== TASK STATEMENT ==
Continue the court opinion on the teacher's discrimination claim, starting right after its last sentence.

== SELECTION ==
Summary of this case from BESS v. COUNTY OF CUMBERLAND

Opinion

1:06-CV-944.

April 7, 2009


MEMORANDUM OPINION, RECOMMENDATION, AND ORDER


This matter is before the court on the following motions: (1) a motion for summary judgment (docket no. 28) filed by Defendants Michael Harris and the Guilford County Board of Education, (2) and a motion to strike Defendants' Reply Brief in Support of Motion for Summary Judgment (docket no. 33) filed by Plaintiff. The parties have responded to the motions, and, in this respect, the matter is ripe for disposition. The parties have not consented to the jurisdiction of the magistrate judge, thus the motion for summary judgment must be dealt with by way of recommendation. For the reasons stated herein, (1) it will be recommended that Defendants' motion for summary judgment be granted on the ground that Plaintiff failed to establish a prima facie case of discrimination, and (2) the motion to strike Defendants' Reply Brief in Support of Motion for Summary Judgment is denied on the ground that it was timely filed and is not redundant. Finally, I note that Plaintiff filed an untimely "Supplemental Response to Defendant's Motion for Summary Judgment" (docket no. 37). This document will be stricken on the ground that it was untimely and Plaintiff filed it without first seeking permission from the court.

I. Facts

This case arises out of Plaintiff's allegations of discrimination based upon disparate treatment compared to another employee. Plaintiff is "Black," and at the time of the discrimination she was 50 years old. Compl. ¶¶ 1, 3 (docket no. 2). Plaintiff was a teacher at Ben L. Smith High School (Smith High) in Guilford County, North Carolina from August 2003 until October 7, 2005. Compl. ¶ 3 (docket no. 2); Pl.'s Dep. at 8 (docket no. 29, attach. no. 1). Smith High is under the control and supervision of Defendant Guilford County Board of Education (Board). Def.'s Br. in Supp. of Mot. for Summ. J. at 1 (docket no. 29).

On October 7, 2005, Plaintiff was teaching a theater class at Smith High. Pl.'s Dep. at 32 (docket no. 29, attach. no. 1). After returning from a meeting with the assistant principal, a white student refused to take her seat and stood in the center of the classroom eating candy. Id. at 42-43. A verbal exchange ensued between Plaintiff and student regarding the candy. Id. at 43-47. The student then sat in Plaintiff's seat. Id. at 46. Shortly after sitting in Plaintiff's seat, a physical confrontation began between Plaintiff and the student. The confrontation spilled into the hallway, id. at 49-53, and was broken up when another staff member arrived. Id. at 53-44.

== EXCERPTED DATA ==
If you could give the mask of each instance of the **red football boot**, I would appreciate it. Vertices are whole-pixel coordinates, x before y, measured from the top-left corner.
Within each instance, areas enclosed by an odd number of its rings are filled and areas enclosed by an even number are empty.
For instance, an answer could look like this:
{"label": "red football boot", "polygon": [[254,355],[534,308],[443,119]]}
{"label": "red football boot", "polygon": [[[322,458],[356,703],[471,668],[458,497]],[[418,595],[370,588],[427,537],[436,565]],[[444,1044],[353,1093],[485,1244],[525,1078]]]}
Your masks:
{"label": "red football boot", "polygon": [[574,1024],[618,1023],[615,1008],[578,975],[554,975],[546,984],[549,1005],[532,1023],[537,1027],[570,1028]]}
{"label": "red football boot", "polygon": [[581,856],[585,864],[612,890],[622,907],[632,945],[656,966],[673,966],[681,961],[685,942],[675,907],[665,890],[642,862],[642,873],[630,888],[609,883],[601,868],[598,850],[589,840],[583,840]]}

== RESPONSE TO THE TASK ==
Following the incident, the school's principal conducted an investigation and gathered witness statements from students at the scene. Misher Aff. ¶¶ 7, 8 (docket no. 29, attach. no. 3). According to the principal, several "statements described conduct by Plaintiff that violated the standards of conduct expected of teachers in the Guilford County Schools." Id. ¶ 9. That same day, Plaintiff met with Shirley Morrison, Executive Director of Human Resources, and Carla Alphin, staff investigator, at the Guildford County Schools' office. Pl.'s Dep. at 108 (docket no. 29, attach. no. 2); Misher Aff. ¶ 4 (docket no. 29, attach. no. 3). During the meeting, Plaintiff wrote out and signed a resignation letter. Pl.'s Dep. at 121 (docket no. 29, attach. no. 2); Pl.'s Dep. Ex. 4 (docket no. 29, attach. no. 4). Plaintiff also signed a Resignation and Release of Liability. Pl.'s Dep. at 122-23 (docket no. 29, attach. no. 2); Pl.'s Dep. Ex. 5 (docket no. 29, attach. no. 5). Plaintiff alleges that her resignation on October 7, 2005, was involuntary. Compl. ¶ 3 (docket no. 2).

On July 31, 2006, the U.S. Equal Employment Opportunity Commission (EEOC) mailed a right-to-sue letter to Plaintiff. On October 30, 2006, Plaintiff filed a pro se complaint against the Board and Michael Harris, an agent of the Board (collectively, Defendants). On September 16, 2008, this court denied Plaintiff's Motion for Extension of Time to Complete Discovery.

Other Defendants named in the complaint have been dismissed. See Dismissal Order (docket no. 16).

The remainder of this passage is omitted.